Goal =
Copy out all of the data exactly as it appears.

Given entries =

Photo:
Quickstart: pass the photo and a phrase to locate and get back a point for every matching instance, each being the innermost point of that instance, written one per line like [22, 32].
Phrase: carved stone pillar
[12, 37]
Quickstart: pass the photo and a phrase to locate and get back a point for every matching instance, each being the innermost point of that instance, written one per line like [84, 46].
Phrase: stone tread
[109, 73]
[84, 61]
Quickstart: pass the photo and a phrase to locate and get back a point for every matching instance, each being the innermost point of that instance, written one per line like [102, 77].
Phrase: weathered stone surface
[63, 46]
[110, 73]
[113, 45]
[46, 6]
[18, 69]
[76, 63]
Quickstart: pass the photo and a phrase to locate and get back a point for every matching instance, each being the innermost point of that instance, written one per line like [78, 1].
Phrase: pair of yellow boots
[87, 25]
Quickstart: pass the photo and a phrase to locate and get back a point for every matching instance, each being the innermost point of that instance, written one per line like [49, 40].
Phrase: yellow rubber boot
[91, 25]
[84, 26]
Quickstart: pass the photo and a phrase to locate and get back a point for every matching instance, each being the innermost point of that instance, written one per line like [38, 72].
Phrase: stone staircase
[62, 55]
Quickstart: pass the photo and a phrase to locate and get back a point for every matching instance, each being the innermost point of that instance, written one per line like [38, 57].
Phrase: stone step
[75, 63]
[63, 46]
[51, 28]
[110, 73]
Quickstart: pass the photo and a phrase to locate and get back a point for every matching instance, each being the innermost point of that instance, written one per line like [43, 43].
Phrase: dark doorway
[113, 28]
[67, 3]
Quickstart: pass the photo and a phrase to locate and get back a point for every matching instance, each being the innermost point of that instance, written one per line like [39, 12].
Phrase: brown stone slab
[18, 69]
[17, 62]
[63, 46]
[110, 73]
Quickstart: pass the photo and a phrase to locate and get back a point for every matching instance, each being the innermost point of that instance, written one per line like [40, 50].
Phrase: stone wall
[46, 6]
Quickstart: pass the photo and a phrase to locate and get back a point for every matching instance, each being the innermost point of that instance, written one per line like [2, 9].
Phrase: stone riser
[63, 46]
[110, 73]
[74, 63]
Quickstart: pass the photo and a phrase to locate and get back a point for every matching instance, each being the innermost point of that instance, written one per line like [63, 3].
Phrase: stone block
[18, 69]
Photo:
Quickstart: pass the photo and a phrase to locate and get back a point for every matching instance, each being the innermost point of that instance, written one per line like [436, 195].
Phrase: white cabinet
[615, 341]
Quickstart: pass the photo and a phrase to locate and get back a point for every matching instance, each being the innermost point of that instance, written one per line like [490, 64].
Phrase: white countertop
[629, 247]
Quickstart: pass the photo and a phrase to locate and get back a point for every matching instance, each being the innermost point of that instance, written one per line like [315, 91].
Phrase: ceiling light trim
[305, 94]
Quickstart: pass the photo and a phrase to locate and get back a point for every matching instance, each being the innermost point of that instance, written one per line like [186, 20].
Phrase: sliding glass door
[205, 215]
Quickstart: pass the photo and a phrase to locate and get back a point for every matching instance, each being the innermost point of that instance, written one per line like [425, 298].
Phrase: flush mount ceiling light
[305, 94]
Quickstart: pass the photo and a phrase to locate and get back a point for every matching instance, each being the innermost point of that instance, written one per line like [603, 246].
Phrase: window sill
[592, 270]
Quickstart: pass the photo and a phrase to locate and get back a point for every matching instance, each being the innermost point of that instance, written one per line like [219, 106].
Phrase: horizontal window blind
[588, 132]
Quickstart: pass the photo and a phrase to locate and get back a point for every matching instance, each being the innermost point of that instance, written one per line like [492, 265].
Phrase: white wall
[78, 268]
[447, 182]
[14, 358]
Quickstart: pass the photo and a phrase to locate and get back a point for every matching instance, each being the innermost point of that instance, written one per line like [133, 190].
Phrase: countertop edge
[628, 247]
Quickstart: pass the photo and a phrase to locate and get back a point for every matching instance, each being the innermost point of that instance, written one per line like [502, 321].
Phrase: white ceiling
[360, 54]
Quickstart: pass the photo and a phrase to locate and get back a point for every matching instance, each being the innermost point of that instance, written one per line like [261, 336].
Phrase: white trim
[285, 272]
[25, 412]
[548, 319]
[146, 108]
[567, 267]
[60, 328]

Exercise answer =
Photo:
Quickstart: pass the photo and a phrase to locate and get back a point for every matching instance, each being the innermost point of that instance, written one per line like [22, 32].
Phrase: carved stone pillar
[12, 37]
Quickstart: pass the photo and a phrase to locate and get back a point for every matching instance, each being the innermost point of that instance, written one per line like [84, 46].
Phrase: stone tread
[109, 73]
[84, 61]
Quickstart: pass the photo and a phrase to locate and get back a point for every matching instance, each being the innermost point of that instance, written one per line like [102, 77].
Phrase: weathered stone surface
[63, 46]
[110, 73]
[113, 45]
[46, 6]
[18, 69]
[76, 63]
Quickstart: pass the photo and a phrase to locate and get back a point for every matching instance, each being the innermost point of that instance, written one per line like [78, 1].
Phrase: pair of yellow boots
[87, 25]
Quickstart: pass the photo and a phrase to locate and get back a point for every matching instance, each being the innermost point of that instance, written one per line like [49, 40].
Phrase: yellow rubber boot
[91, 25]
[84, 26]
Quickstart: pass the photo and a phrase to locate and get back a point for every matching instance, each being the innermost point of that instance, written one per line like [38, 72].
Phrase: stone staircase
[62, 55]
Quickstart: pass the photo and a phrase to locate and get back a point for every matching instance, each being the innermost point of that instance, written one per line like [38, 57].
Phrase: stone step
[75, 63]
[63, 46]
[51, 28]
[110, 73]
Quickstart: pass the photo and a phrase to locate and get back a point for every matching instance, each being the innermost point of that instance, written one per line like [43, 43].
Phrase: dark doorway
[113, 28]
[67, 3]
Quickstart: pass the photo and a phrase to locate and get back a point for every matching instance, each being the innermost point of that instance, written one per line like [39, 12].
Phrase: brown stone slab
[18, 69]
[17, 62]
[63, 46]
[110, 73]
Quickstart: pass the photo and a phrase to locate and get back a point for every matching instance, each being the innermost point of that instance, written one per line like [40, 50].
Phrase: stone wall
[46, 6]
Quickstart: pass the photo and a phrase to locate and get back a point for every matching instance, each being the innermost point of that instance, written one per line like [2, 9].
Phrase: stone riser
[63, 46]
[110, 73]
[74, 63]
Quickstart: pass the photo and a phrase to locate and get back a point for every matching instance, each being the innermost point of that instance, written one per line like [63, 3].
Phrase: stone block
[18, 69]
Photo:
Quickstart: pass the photo and a phrase to locate and get back a point for every matching instance, each being the innermost point of that instance, written one per line like [436, 195].
Phrase: white cabinet
[615, 341]
Quickstart: pass the photo and a phrase to locate and get back a point for every matching instance, each being the innermost point of that instance, written one per line like [490, 64].
Phrase: white countertop
[629, 247]
Quickstart: pass the photo and a phrase to locate and get back a point for every matching instance, each being the innermost point of that instance, written one per line like [315, 91].
Phrase: ceiling light trim
[305, 94]
Quickstart: pass the photo and a phrase to locate and get back a point for every matching instance, each being the innermost point of that instance, written one per line like [186, 20].
Phrase: sliding glass door
[205, 215]
Quickstart: pass the photo and a phrase to locate and get back a point for every matching instance, each being the innermost point of that instance, written one per line like [425, 298].
Phrase: flush mount ceiling light
[305, 94]
Quickstart: pass the photo and a phrase to locate and get back a point for every matching instance, each being the innermost point of that instance, written one per line like [603, 246].
Phrase: window sill
[592, 270]
Quickstart: pass the photo and a phrase to locate and get back a point for every matching instance, each being the innermost point of that instance, written one per line like [219, 106].
Phrase: horizontal window blind
[588, 132]
Quickstart: pass the photo and a phrase to locate and get back a point for every matching instance, each being the innermost point of that instance, written one per line like [492, 265].
Phrase: white wall
[78, 268]
[447, 182]
[14, 358]
Quickstart: pass the photo and a phrase to locate and get back a point for every matching instance, each being the innermost point of that instance, written one per line like [133, 190].
Phrase: countertop edge
[628, 247]
Quickstart: pass the photo and a phrase to locate and get back a point for every matching instance, each being the innermost point of that instance, written one per line like [502, 321].
Phrase: white ceiling
[360, 54]
Quickstart: pass the photo and a phrase to locate and get back a point for every matching instance, each being the innermost point of that instance, written one per line like [261, 336].
Phrase: white trim
[285, 272]
[25, 412]
[548, 319]
[146, 108]
[567, 267]
[60, 328]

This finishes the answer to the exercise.